* [QUESTIONS ON THE MATERIAL]:
**1.** In the Kirsten Rosenberg biography, what role did she first take on when she joined the staff of The Animals' Agenda magazine?
**2.** Return the Kirsten Rosenberg biography from "- Genres: Heavy" to "singer (born 1969)", copied word for word.
Segment Start: EXCERPT PROVIDED
Background information
- Also known as: Bruce Chickinson (The Iron Maidens)
- Born: January 21, 1969 (age 56)
- Genres: Heavy metal, tribute
- Occupation: Singer
- Labels: Powerslave Records
- Website: theironmaidens.com

= Kirsten Rosenberg =

American singer (born 1969)

Kirsten Rosenberg (born January 21, 1969) is an American singer, currently with the all-female tribute band The Iron Maidens. She is also an animal rights and veganism advocate, as well as a former co-owner of Sticky Fingers, an all-vegan bakery in Washington, D.C.

==Career==
In 1991, Rosenberg became involved in the production of the Genesis Awards television special that is aired each year and which honors individuals in the major news and entertainment media for producing outstanding works that raise public awareness of animal issues. In 1996, she accepted an appointment from Kim Stallwood to join the staff of The Animals' Agenda magazine as Assistant Editor; she later became the Managing Editor. The Animals' Agenda was a bimonthly animal rights magazine (1979–2002).
Segment End: EXCERPT PROVIDED
Segment Start: EXTRACTED INFORMATION
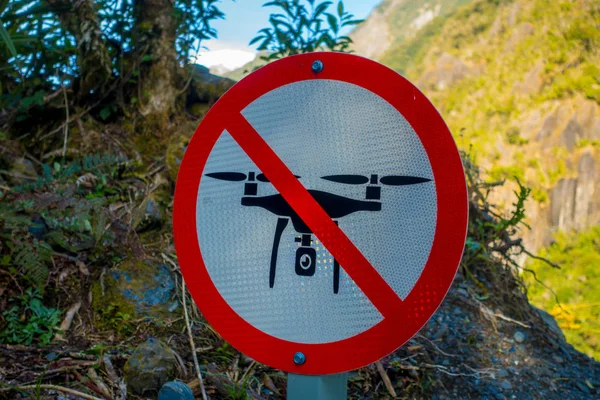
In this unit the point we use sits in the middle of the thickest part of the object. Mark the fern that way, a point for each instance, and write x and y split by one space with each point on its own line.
32 259
99 164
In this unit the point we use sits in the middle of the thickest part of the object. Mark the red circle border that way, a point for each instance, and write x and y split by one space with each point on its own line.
447 247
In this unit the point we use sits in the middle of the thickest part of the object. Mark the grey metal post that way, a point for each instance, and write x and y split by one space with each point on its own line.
317 387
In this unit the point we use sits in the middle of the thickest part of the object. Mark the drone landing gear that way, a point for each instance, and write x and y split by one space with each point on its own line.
281 224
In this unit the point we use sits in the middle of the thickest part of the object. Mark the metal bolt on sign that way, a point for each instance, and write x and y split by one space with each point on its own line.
299 358
317 66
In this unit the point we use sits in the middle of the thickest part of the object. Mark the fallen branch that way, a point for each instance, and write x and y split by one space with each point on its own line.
53 387
386 379
66 324
119 382
189 329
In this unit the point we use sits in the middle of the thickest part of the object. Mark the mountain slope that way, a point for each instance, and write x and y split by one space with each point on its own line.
394 21
518 83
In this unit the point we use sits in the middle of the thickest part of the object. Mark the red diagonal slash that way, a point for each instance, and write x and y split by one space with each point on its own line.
337 243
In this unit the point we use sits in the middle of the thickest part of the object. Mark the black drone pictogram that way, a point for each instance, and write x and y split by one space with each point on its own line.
335 206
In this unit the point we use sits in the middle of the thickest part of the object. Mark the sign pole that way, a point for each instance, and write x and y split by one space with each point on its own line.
317 387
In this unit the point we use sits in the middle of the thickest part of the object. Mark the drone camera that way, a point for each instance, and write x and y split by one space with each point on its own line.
373 192
250 187
306 258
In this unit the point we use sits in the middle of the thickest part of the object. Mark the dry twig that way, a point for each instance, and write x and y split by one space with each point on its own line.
189 329
66 324
54 387
386 379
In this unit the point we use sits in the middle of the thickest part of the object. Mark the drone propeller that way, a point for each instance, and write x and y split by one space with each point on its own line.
239 176
228 176
391 180
263 178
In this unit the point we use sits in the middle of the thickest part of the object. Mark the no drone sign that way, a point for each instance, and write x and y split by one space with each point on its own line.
320 213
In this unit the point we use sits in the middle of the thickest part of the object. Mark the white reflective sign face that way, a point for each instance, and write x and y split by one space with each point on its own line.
319 128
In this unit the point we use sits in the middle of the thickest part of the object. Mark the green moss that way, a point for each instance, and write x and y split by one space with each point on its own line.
112 311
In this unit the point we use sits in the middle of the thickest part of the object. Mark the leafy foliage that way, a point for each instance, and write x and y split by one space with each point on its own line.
44 47
28 321
577 287
72 219
300 29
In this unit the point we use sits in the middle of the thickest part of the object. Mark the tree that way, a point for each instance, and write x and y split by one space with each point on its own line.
104 51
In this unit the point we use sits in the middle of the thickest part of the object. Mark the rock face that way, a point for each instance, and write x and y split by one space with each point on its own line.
564 140
151 365
530 111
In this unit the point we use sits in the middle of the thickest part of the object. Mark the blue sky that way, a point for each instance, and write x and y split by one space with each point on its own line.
243 18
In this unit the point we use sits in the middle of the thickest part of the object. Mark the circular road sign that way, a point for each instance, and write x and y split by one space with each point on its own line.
320 209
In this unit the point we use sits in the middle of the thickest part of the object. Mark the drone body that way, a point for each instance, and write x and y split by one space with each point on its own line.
334 205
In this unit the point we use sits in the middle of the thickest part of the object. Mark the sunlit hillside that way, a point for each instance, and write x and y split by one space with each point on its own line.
518 83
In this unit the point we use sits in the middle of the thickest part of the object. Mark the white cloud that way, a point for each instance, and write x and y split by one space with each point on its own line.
229 59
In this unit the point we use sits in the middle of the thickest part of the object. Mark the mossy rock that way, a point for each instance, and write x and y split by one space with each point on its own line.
151 365
134 290
177 145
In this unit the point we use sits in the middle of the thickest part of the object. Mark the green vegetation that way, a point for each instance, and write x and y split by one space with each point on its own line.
Segment End: EXTRACTED INFORMATION
* [ANSWERS FOR THE TASKS]:
**1.** Assistant Editor.

**2.**
- Genres: Heavy metal, tribute
- Occupation: Singer
- Labels: Powerslave Records
- Website: theironmaidens.com

= Kirsten Rosenberg =

American singer (born 1969)